:: DOCUMENT SECTION ::
38

Say I have these 2D arrays A and B.

How can I remove elements from A that are in B. (Complement in set theory: A-B)

A=np.asarray([[1,1,1], [1,1,2], [1,1,3], [1,1,4]])
B=np.asarray([[0,0,0], [1,0,2], [1,0,3], [1,0,4], [1,1,0], [1,1,1], [1,1,4]])
#output = [[1,1,2], [1,1,3]]

To be more precise, I would like to do something like this.

data = some numpy array
label = some numpy array
A = np.argwhere(label==0) #[[1 1 1], [1 1 2], [1 1 3], [1 1 4]]
B = np.argwhere(data>1.5) #[[0 0 0], [1 0 2], [1 0 3], [1 0 4], [1 1 0], [1 1 1], [1 1 4]]
out = np.argwhere(label==0 and data>1.5) #[[1 1 2], [1 1 3]]
FObersteiner
  • 22,500
  • 8
  • 42
  • 72
Jee Seok Yoon
  • 4,716
  • 9
  • 32
  • 47

5 Answers5

36

there is an easy solution with a list comprehension,

A = [i for i in A if i not in B]

Result

[[1, 1, 2], [1, 1, 3]]

List comprehension is not removing the elements from the array, it's just reassigning - if you want to remove the elements, use this method:

for i in B:
     if i in A:
     A.remove(i)
FObersteiner
  • 22,500
  • 8
  • 42
  • 72
Rahul K P
  • 15,740
  • 4
  • 35
  • 52
18

Based on this solution to Find the row indexes of several values in a numpy array, here's a NumPy based solution with less memory footprint and could be beneficial when working with large arrays -

dims = np.maximum(B.max(0),A.max(0))+1
out = A[~np.in1d(np.ravel_multi_index(A.T,dims),np.ravel_multi_index(B.T,dims))]

Sample run -

In [38]: A
Out[38]: 
array([[1, 1, 1],
       [1, 1, 2],
       [1, 1, 3],
       [1, 1, 4]])

In [39]: B
Out[39]: 
array([[0, 0, 0],
       [1, 0, 2],
       [1, 0, 3],
       [1, 0, 4],
       [1, 1, 0],
       [1, 1, 1],
       [1, 1, 4]])

In [40]: out
Out[40]: 
array([[1, 1, 2],
       [1, 1, 3]])

Runtime test on large arrays -

In [107]: def in1d_approach(A,B):
     ...:     dims = np.maximum(B.max(0),A.max(0))+1
     ...:     return A[~np.in1d(np.ravel_multi_index(A.T,dims),\
     ...:                     np.ravel_multi_index(B.T,dims))]
     ...: 

In [108]: # Setup arrays with B as large array and A contains some of B's rows
     ...: B = np.random.randint(0,9,(1000,3))
     ...: A = np.random.randint(0,9,(100,3))
     ...: A_idx = np.random.choice(np.arange(A.shape[0]),size=10,replace=0)
     ...: B_idx = np.random.choice(np.arange(B.shape[0]),size=10,replace=0)
     ...: A[A_idx] = B[B_idx]
     ...: 

Timings with broadcasting based solutions -

In [109]: %timeit A[np.all(np.any((A-B[:, None]), axis=2), axis=0)]
100 loops, best of 3: 4.64 ms per loop # @Kasramvd's soln

In [110]: %timeit A[~((A[:,None,:] == B).all(-1)).any(1)]
100 loops, best of 3: 3.66 ms per loop

Timing with less memory footprint based solution -

In [111]: %timeit in1d_approach(A,B)
:::
GIVEN REQUEST:
In the NumPy thread on subtracting one array's rows from another's, change "np.asarray" to "np.array" and write out the passage starting with "How can I remove" and going on through "[1,1,0], [1,1,1], [1,1,4]])". The records come from an unrelated source.
:: DATASET ROWS ::
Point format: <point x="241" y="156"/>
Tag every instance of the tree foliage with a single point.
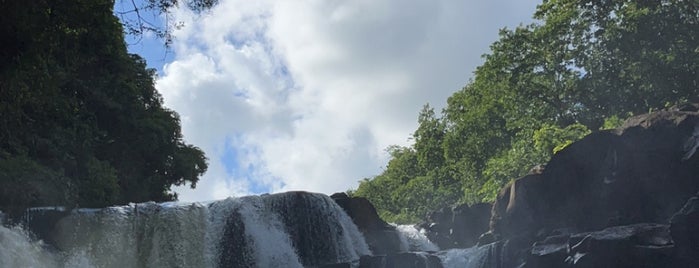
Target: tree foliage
<point x="583" y="66"/>
<point x="81" y="122"/>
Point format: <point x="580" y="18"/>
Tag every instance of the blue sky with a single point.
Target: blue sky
<point x="306" y="95"/>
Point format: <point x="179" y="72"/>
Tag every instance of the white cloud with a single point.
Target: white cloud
<point x="308" y="94"/>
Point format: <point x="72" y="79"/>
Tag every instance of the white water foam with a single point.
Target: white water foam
<point x="473" y="257"/>
<point x="177" y="235"/>
<point x="17" y="250"/>
<point x="413" y="239"/>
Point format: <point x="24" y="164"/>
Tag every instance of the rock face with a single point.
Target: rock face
<point x="607" y="179"/>
<point x="381" y="237"/>
<point x="639" y="245"/>
<point x="608" y="200"/>
<point x="458" y="226"/>
<point x="684" y="227"/>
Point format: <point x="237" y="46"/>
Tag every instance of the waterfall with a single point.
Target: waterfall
<point x="413" y="239"/>
<point x="473" y="257"/>
<point x="294" y="229"/>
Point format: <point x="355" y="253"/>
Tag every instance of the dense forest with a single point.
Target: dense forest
<point x="81" y="123"/>
<point x="584" y="65"/>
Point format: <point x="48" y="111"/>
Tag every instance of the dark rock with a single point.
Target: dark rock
<point x="457" y="227"/>
<point x="642" y="172"/>
<point x="235" y="250"/>
<point x="381" y="237"/>
<point x="336" y="265"/>
<point x="468" y="223"/>
<point x="42" y="221"/>
<point x="639" y="245"/>
<point x="377" y="261"/>
<point x="684" y="227"/>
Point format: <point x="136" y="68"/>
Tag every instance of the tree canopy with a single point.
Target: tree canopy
<point x="584" y="65"/>
<point x="81" y="123"/>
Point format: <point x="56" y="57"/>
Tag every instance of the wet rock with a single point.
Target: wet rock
<point x="457" y="227"/>
<point x="638" y="245"/>
<point x="684" y="227"/>
<point x="381" y="237"/>
<point x="641" y="172"/>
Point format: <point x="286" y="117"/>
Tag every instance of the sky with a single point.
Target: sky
<point x="308" y="94"/>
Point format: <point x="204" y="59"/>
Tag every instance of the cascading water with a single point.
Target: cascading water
<point x="413" y="239"/>
<point x="474" y="257"/>
<point x="294" y="229"/>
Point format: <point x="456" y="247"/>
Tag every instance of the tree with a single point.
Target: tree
<point x="81" y="122"/>
<point x="133" y="16"/>
<point x="585" y="65"/>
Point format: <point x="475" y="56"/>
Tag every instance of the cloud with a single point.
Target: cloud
<point x="306" y="95"/>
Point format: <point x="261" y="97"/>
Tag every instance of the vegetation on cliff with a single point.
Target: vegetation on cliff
<point x="81" y="123"/>
<point x="583" y="66"/>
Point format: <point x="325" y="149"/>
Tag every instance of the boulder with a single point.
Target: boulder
<point x="457" y="227"/>
<point x="684" y="227"/>
<point x="641" y="172"/>
<point x="381" y="237"/>
<point x="639" y="245"/>
<point x="469" y="222"/>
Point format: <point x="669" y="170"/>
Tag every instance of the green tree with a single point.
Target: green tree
<point x="80" y="120"/>
<point x="584" y="65"/>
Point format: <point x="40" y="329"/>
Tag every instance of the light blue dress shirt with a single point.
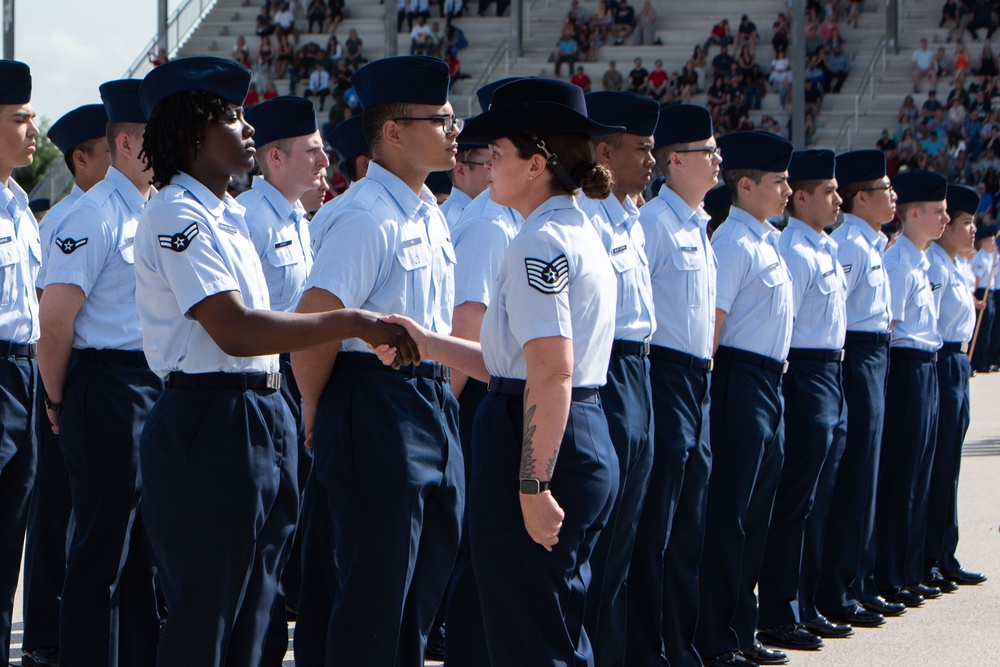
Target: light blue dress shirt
:::
SOLUTION TO THE PROBLEM:
How can I remove elements from A that are in B. (Complement in set theory: A-B)

A=np.array([[1,1,1], [1,1,2], [1,1,3], [1,1,4]])
B=np.array([[0,0,0], [1,0,2], [1,0,3], [1,0,4], [1,1,0], [1,1,1], [1,1,4]])